[SOURCE PASSAGE Boundary: Start]
There are a number of key implications of the amendments. The first is that a shareholders' resolution required to change back to a private company. Before the amendments, it was unclear whether an unlisted public company should obtain a shareholders' resolution in order to change back to a private company. To fill this gap, the Company Act now prescribes that if an unlisted public company wishes to change back to a private company, a shareholders' resolution approving the change must be adopted.

There is now more flexibility in the redemption of preferred shares. Issuing redeemable preferred shares has been one of the strategic steps to take control of a targeted company. In the past, redemption of preferred shares had to be financed by earnings of the company or cash the company obtained through a share issue. This restriction was abolished giving companies more choices on the source of funds for redeeming preferred shares.

Given that sometimes it would be necessary for a company to restrict its employees' transfer of company shares, the Company Act has introduced an exception to the freedom of shareholders to transfer their shares, allowing companies to prohibit employees from transferring the restrictive shares that they receive within a period of up to two years of receiving such shares. The Company Act also regulates how such a restrictive share scheme should be implemented.

Furthermore, companies may now distribute non-cash assets to shareholders when conducting a capital reduction. This gives companies more financial flexibility. However, details of the distribution must be approved by shareholders at a shareholders' meeting and agreed to by the shareholders that would receive non-cash assets. Also, the value of the assets concerned and the amount of capital they may represent must be verified by a CPA.

There is now a restriction on directors' rights as shareholders. If a director of a public reporting company pledges over 50% of his/her shares in the company that he/she held at the time of being elected, the director will have no voting rights for the portion of the shares exceeding such 50% shareholding. For example, if a director held 1 million shares when he/she was elected and then pledged over 600,000 shares during his tenure, he/she would have no voting rights for 100,000 shares. Originally, for a director to pledge his/her shares in a company, he/she only needs to comply with the relevant disclosure requirements and there was no restriction on his/her voting rights.

This new rule may affect the financial arrangement of directors of public companies, especially those corporate shareholders that act as directors or appoint individuals to be directors of public companies. They may need to negotiate with their banks to replace the collateral they have provided so as to maintain control over the company. This may also affect the financial ability of a potential buyer of a public company, because the shares in the targeted public company are no longer an ideal collateral for loans to finance the acquisition.
[SOURCE PASSAGE Boundary: End]
> APPLY WHAT YOU READ
a – From the Company Act passage, return the text starting with "Given that sometimes" and going on through "should be implemented.", word for word.
b – Condense the paragraph of the Company Act passage that opens with "Furthermore, companies may now distribute" into two shorter sentences that keep its main facts.
The data on this page is unrelated to the Company Act passage.
[ENTRIES PROVIDED Boundary: Start]
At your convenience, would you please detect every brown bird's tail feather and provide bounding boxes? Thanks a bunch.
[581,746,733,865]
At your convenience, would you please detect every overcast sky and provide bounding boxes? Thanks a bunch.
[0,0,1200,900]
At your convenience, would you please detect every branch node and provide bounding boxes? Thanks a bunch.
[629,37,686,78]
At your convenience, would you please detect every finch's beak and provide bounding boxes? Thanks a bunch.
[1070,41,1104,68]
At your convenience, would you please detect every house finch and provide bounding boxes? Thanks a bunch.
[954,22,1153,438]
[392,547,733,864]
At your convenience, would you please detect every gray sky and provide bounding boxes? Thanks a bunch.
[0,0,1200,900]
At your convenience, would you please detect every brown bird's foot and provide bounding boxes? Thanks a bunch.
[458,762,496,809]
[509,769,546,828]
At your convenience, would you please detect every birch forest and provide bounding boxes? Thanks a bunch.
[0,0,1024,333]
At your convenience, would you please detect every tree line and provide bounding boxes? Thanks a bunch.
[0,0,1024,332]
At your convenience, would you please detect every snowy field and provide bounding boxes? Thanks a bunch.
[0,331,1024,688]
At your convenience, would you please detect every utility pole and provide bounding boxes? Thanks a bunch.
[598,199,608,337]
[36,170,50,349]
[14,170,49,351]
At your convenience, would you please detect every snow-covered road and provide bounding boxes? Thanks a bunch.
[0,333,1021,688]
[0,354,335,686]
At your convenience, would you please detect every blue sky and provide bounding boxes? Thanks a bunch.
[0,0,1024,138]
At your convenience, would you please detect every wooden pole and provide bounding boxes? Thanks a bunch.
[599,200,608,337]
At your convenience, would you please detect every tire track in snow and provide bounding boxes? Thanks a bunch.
[ENTRIES PROVIDED Boundary: End]
> SOLUTIONS BELOW
a –
Given that sometimes it would be necessary for a company to restrict its employees' transfer of company shares, the Company Act has introduced an exception to the freedom of shareholders to transfer their shares, allowing companies to prohibit employees from transferring the restrictive shares that they receive within a period of up to two years of receiving such shares. The Company Act also regulates how such a restrictive share scheme should be implemented.

b – Companies may now give shareholders non-cash assets in a capital reduction, which adds financial flexibility. The distribution details need approval at a shareholders' meeting and the consent of the receiving shareholders, and a CPA must verify the assets' value and the capital they may represent.